WRITTEN TASK:
Locate each line in the records below that contains the string "blurred", matching case exactly, and copy every such line in full.

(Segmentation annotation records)
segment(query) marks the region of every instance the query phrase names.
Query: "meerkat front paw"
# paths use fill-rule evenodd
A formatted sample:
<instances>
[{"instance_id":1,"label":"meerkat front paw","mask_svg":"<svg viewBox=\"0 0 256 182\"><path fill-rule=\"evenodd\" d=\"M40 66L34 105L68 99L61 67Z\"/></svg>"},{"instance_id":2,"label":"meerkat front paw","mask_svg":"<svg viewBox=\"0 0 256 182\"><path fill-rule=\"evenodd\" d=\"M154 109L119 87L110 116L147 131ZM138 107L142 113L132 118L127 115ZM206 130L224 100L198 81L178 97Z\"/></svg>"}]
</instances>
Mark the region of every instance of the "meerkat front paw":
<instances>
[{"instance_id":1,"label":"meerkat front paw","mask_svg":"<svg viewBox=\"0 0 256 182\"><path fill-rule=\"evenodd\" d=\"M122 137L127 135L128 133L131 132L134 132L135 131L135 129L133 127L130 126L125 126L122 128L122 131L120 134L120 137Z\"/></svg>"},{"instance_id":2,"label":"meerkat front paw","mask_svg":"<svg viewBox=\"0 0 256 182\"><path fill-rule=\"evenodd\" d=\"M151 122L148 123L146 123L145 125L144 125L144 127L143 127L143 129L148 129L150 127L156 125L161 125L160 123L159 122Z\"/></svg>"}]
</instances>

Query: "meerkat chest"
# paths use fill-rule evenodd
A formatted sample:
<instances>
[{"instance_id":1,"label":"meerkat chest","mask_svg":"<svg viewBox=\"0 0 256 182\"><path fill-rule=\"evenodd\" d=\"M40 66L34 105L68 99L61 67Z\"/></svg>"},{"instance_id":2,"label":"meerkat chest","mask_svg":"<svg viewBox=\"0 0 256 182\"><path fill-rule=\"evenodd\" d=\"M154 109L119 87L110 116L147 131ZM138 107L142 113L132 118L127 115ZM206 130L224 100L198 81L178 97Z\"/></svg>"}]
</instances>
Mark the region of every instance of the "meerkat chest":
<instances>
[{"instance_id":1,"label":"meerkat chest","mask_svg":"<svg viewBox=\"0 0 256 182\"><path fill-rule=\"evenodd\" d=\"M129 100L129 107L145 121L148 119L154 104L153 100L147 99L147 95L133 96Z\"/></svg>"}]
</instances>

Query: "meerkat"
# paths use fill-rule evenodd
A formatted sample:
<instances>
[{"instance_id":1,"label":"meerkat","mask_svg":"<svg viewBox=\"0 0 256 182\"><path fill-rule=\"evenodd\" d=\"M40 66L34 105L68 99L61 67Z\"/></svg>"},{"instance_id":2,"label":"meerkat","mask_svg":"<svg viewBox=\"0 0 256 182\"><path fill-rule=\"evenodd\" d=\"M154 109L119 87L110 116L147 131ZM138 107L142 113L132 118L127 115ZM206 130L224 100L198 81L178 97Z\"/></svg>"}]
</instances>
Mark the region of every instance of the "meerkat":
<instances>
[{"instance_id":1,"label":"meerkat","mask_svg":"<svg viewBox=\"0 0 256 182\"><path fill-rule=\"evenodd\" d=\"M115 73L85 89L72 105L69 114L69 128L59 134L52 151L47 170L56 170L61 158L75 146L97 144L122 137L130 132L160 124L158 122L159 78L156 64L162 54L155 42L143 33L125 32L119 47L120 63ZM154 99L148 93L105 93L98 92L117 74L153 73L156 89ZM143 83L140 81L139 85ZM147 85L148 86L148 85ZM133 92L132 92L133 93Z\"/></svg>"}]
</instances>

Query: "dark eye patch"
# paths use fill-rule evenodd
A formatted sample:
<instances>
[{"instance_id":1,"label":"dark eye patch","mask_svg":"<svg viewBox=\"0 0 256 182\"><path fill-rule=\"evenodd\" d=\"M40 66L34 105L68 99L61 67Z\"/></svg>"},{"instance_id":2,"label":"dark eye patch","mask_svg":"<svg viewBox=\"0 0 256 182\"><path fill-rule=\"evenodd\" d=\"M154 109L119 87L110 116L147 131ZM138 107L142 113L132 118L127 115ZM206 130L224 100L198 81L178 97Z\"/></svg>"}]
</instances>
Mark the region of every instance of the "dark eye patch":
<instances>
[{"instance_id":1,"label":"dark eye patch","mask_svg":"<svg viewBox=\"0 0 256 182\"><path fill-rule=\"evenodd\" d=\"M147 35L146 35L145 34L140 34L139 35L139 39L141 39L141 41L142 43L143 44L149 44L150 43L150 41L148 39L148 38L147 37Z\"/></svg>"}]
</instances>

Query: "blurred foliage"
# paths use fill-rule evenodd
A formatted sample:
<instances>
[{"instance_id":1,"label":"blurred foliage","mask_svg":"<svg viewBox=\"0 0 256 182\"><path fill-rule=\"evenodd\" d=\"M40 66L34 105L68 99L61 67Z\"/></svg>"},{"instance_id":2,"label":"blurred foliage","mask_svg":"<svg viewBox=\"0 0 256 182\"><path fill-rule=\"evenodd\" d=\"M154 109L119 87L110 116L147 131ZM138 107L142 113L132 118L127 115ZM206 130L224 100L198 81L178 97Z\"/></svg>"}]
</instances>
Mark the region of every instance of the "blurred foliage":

WORKED ANSWER:
Query: "blurred foliage"
[{"instance_id":1,"label":"blurred foliage","mask_svg":"<svg viewBox=\"0 0 256 182\"><path fill-rule=\"evenodd\" d=\"M40 66L34 105L68 99L61 67Z\"/></svg>"},{"instance_id":2,"label":"blurred foliage","mask_svg":"<svg viewBox=\"0 0 256 182\"><path fill-rule=\"evenodd\" d=\"M154 109L119 87L110 116L147 131ZM138 107L142 113L132 118L127 115ZM206 130L224 100L198 81L178 97Z\"/></svg>"}]
Mark the region of every instance of the "blurred foliage":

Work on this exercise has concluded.